Short exercise
Reproduce the data below in full, including the detect command and its comment lines, and offset every bounding-box coordinate in the result lines by +101. Leave the numbers in the comment lines unchanged.

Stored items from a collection
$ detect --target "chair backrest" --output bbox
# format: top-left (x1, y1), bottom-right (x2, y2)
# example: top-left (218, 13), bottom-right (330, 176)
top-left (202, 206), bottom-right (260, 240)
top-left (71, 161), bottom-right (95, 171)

Right answer
$ detect --target "chair backrest" --output bbox
# format: top-left (x1, y1), bottom-right (x2, y2)
# example: top-left (218, 13), bottom-right (330, 176)
top-left (303, 307), bottom-right (361, 341)
top-left (172, 262), bottom-right (196, 272)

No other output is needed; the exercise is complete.